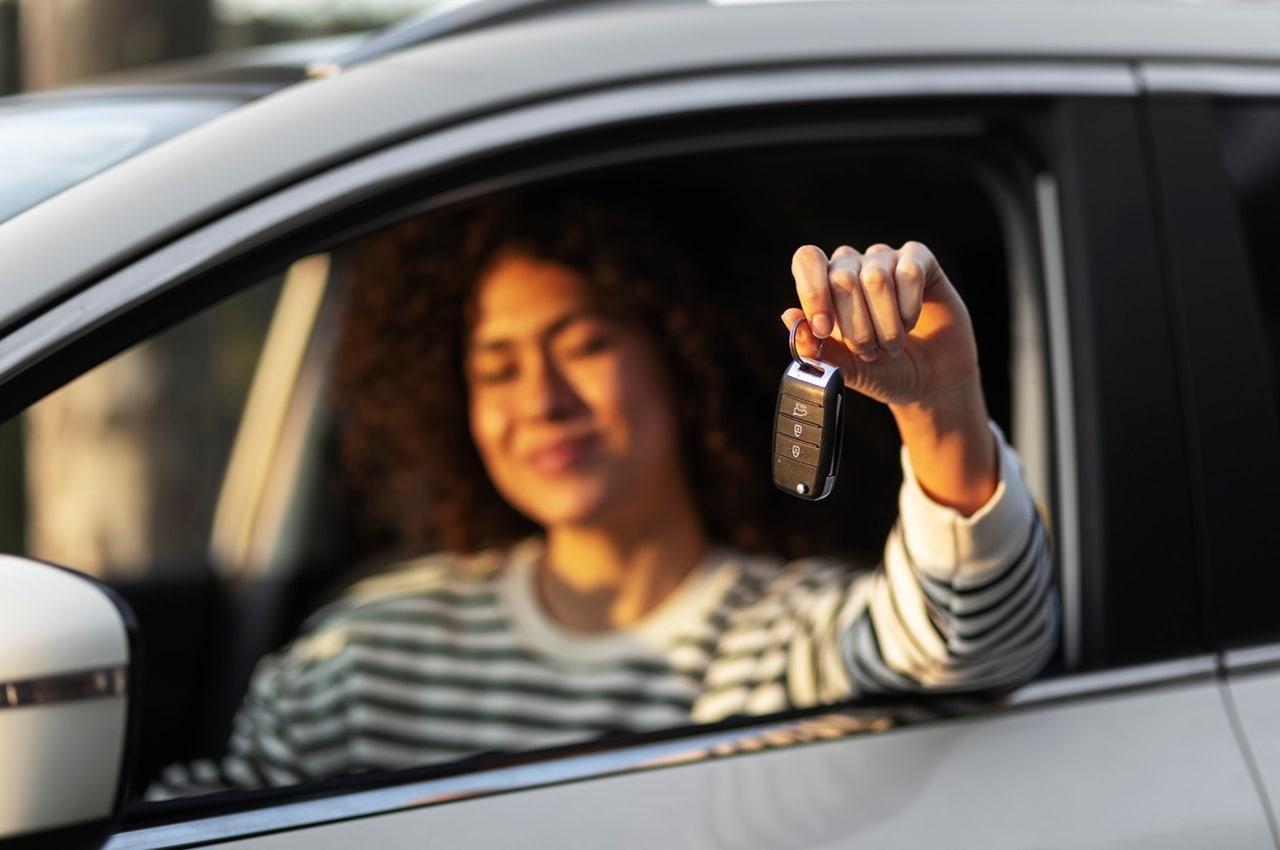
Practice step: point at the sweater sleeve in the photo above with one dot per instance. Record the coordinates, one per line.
(274, 739)
(956, 603)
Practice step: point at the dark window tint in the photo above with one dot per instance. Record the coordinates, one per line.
(1249, 136)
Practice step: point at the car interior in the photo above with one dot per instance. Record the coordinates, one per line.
(283, 537)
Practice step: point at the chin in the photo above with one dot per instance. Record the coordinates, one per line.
(568, 502)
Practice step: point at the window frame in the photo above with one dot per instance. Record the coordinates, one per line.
(1230, 424)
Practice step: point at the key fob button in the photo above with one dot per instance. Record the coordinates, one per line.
(796, 451)
(792, 475)
(800, 408)
(803, 432)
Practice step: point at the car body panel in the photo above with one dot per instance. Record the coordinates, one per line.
(1097, 775)
(292, 133)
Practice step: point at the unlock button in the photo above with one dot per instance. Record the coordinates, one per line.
(796, 451)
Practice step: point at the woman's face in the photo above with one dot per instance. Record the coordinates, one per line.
(568, 408)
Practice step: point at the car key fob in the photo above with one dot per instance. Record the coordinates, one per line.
(808, 426)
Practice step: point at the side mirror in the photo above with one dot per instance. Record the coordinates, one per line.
(68, 702)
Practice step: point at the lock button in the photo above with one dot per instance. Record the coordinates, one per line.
(796, 451)
(803, 432)
(799, 408)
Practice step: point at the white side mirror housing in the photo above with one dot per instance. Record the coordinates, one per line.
(67, 698)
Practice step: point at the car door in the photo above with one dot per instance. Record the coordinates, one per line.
(1083, 759)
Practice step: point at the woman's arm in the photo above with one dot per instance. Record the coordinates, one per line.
(964, 597)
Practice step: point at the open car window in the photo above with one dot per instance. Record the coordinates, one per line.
(311, 434)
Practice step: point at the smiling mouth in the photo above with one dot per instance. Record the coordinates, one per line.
(563, 455)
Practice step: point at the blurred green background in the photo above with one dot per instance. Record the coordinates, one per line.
(62, 474)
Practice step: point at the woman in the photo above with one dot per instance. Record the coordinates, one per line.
(561, 357)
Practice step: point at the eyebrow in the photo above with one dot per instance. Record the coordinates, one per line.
(501, 343)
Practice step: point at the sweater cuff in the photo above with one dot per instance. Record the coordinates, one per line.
(951, 547)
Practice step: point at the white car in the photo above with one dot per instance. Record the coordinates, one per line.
(1102, 181)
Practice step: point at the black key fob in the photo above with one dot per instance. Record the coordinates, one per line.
(808, 426)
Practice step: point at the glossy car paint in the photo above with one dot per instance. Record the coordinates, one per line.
(297, 131)
(1096, 775)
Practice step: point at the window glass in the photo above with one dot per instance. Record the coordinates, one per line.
(1249, 135)
(499, 476)
(118, 475)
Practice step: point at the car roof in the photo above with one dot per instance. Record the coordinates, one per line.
(304, 128)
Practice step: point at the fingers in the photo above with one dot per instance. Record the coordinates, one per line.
(855, 325)
(809, 268)
(917, 269)
(881, 293)
(872, 300)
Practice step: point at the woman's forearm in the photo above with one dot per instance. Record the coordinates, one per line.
(951, 447)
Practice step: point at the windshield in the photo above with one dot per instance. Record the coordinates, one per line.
(46, 147)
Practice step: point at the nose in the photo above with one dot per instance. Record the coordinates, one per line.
(544, 392)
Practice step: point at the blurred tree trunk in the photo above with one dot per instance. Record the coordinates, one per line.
(10, 77)
(68, 40)
(110, 458)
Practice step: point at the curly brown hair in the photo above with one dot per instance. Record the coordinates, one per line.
(400, 385)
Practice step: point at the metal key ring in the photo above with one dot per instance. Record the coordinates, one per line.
(791, 342)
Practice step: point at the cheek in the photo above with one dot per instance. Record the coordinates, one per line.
(489, 428)
(631, 393)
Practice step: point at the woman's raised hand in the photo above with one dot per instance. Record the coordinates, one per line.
(891, 320)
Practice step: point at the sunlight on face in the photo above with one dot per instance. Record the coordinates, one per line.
(568, 407)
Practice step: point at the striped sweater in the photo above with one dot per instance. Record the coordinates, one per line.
(452, 656)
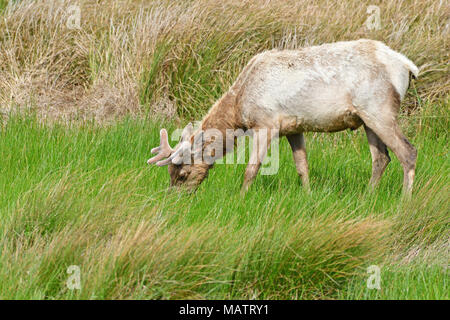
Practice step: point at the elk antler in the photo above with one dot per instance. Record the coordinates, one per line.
(164, 150)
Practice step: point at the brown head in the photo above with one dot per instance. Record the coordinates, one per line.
(183, 170)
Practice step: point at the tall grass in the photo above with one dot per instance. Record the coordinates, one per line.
(78, 192)
(177, 58)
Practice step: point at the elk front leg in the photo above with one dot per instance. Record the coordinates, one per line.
(261, 142)
(298, 146)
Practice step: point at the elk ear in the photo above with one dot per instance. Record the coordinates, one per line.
(187, 132)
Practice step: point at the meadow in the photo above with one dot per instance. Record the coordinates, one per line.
(81, 108)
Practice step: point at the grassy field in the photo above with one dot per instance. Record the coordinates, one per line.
(80, 110)
(83, 195)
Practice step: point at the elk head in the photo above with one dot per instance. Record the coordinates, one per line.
(183, 169)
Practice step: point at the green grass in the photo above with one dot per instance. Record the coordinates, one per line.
(82, 194)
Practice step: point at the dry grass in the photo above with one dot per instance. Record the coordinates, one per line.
(175, 58)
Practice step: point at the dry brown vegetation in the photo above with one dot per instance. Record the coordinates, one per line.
(176, 58)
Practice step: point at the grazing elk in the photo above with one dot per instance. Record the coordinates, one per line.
(326, 88)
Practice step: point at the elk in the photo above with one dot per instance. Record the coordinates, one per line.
(325, 88)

◆ ◆ ◆ ◆ ◆

Work to be completed: Every line of the data above should be repeated exactly. Omit the pictures.

Answer below:
Practice step: point at the sweater sleeve in the photo above with one dot per instance. Record the coordinates, one per line.
(274, 739)
(956, 603)
Practice step: point at the dark window tint in the photo above with one dot per instance. Record the coordinates, one per line.
(1249, 136)
Practice step: point at the car interior in the photo above with one dot per instance. Record the coordinates, one per line.
(283, 537)
Practice step: point at the chin in the photo above with one dot per instance. Record the coordinates, one per line.
(568, 502)
Practice step: point at the window frame in the photo above with one dot per instance. Record the coordinates, one per line.
(1230, 424)
Practice step: point at the key fob button in the photo above with one dot per instance. Record the coordinates, one per line.
(796, 451)
(792, 475)
(800, 408)
(803, 432)
Practice step: point at the car body panel in the photo above with one dot per instance. Record the coordinates, one per line.
(1097, 775)
(292, 133)
Practice step: point at the unlock button in the photo above with one dot per instance. Record the coordinates, one per line.
(796, 451)
Practice step: point at the woman's face in the photo above with one dot per instance. Record the coordinates, one per line.
(568, 408)
Practice step: point at the car key fob in the photo above with one dot per instance. Record the coordinates, one per line.
(808, 426)
Practice step: point at the side mirror in the photo above with one dot per instance. Record the coordinates, one per line.
(68, 702)
Practice step: point at the lock button in the photo above with one dot per instance. Record the coordinates, one per line.
(796, 451)
(803, 432)
(799, 408)
Practice step: point at the white side mirror housing in the photo above with one dot per instance. Record the coordinates, one per line.
(67, 698)
Practice step: point at the car door in the photo above with one dot per instance. Record the coordinates, one per line.
(1083, 759)
Practice step: point at the woman's arm in the photo above with one dot per instance. Record the coordinates, one per line.
(964, 597)
Practice step: point at the open car window in the photo above with one dot per instance. Record the coordinates, one per line.
(311, 434)
Practice step: point at the smiling mouth in the photo above with one dot per instance. Record the coordinates, one per line.
(563, 455)
Practice step: point at the blurred green background in the photo above with one dot per instance. Record the coordinates, one per line.
(62, 474)
Practice step: point at the woman in the photo above with one dot per instance. Record the coordinates, one per line.
(561, 357)
Practice step: point at the eyebrow in the photo above with one dot per instance. Record the coordinates, one per line.
(501, 343)
Practice step: point at the sweater cuff in the photo above with one dot per instance. Record the coordinates, one per line.
(951, 547)
Practice step: point at the white car in the photo above with one dot per instance. Record the coordinates, one per line.
(1102, 181)
Practice step: point at the black key fob in the photo above with one dot per instance. Record the coordinates, one per line.
(808, 426)
Practice step: point at the glossy car paint in the photo above with one dot per instance. Record the coordinates, one per line.
(297, 131)
(1096, 775)
Practice step: point at the window glass in the photo above with one dot per instance. Record the coordinates, one per line.
(1249, 135)
(499, 476)
(118, 475)
Practice step: point at the car roof in the photo above with one dot per instance. Record the coordinates, one per line.
(304, 128)
Practice step: point at the fingers in the photo above with one dot per instance. Record the coordinates, one per line.
(855, 325)
(809, 268)
(917, 269)
(881, 293)
(872, 300)
Practice step: point at the woman's forearm in the photo above with one dot per instance. Record the coordinates, one per line.
(951, 447)
Practice step: point at the windshield in the photo above with one dot per instance. Record the coordinates, one per line.
(46, 147)
Practice step: point at the nose in the photo above with one dot per instance. Record the coordinates, one per line.
(544, 392)
Practice step: point at the blurred tree trunk in the photo above with one dot per instance. Record the coordinates, one per line.
(10, 77)
(68, 40)
(110, 458)
Practice step: point at the curly brown hair in the photo above with one dot per instance. Record the coordinates, one per line.
(400, 385)
Practice step: point at the metal key ring in the photo above with one dot per instance. Record the coordinates, one per line.
(791, 342)
Practice step: point at the cheek in the photo above with one dot per instance. Record the coordinates, one per line.
(489, 428)
(631, 393)
Practice step: point at the woman's raised hand in the photo above with one dot per instance. Record the coordinates, one per line.
(891, 320)
Practice step: point at the sunlight on face in the photo above with one dot per instance. Record the coordinates, one per line.
(568, 407)
Practice step: point at the striped sweater in the photo above with one dot per instance. Record the coordinates, one per line.
(452, 656)
Practice step: point at the elk antler in the photo above with one dot per instance. Record the coordinates, one per line.
(164, 150)
Practice step: point at the brown head in the photo above with one dot per instance. Record the coordinates, one per line.
(183, 170)
Practice step: point at the tall grass in the photo above with one dot per instance. Record the coordinates, one per line.
(78, 192)
(177, 58)
Practice step: point at the elk front leg in the photo above with one dot per instance. Record the coordinates, one per line.
(261, 142)
(298, 146)
Practice step: point at the elk ear in the photo above with one dot per instance. Record the coordinates, one per line.
(187, 132)
Practice step: point at the meadow in the photo above with one dot per instance. Record the coordinates, one per line.
(81, 108)
Practice step: point at the grassy field in the photo above with one dot per instance. Record the coordinates, one per line.
(80, 110)
(83, 195)
Practice step: point at the elk head in the photo above with one dot per instance. Record the coordinates, one per line.
(183, 169)
Practice step: point at the green grass in the photo above with one dot per instance. Record the coordinates, one per line.
(82, 194)
Practice step: point at the dry grass in the photo above with one dot per instance. Record the coordinates, one per line.
(175, 58)
Practice step: point at the dry brown vegetation in the photo above with one dot per instance. Record the coordinates, one per line.
(176, 58)
Practice step: point at the grazing elk in the photo above with one dot per instance. Record the coordinates, one per line.
(326, 88)
Practice step: point at the elk in the photo above with one dot per instance. Record the coordinates, one per line.
(325, 88)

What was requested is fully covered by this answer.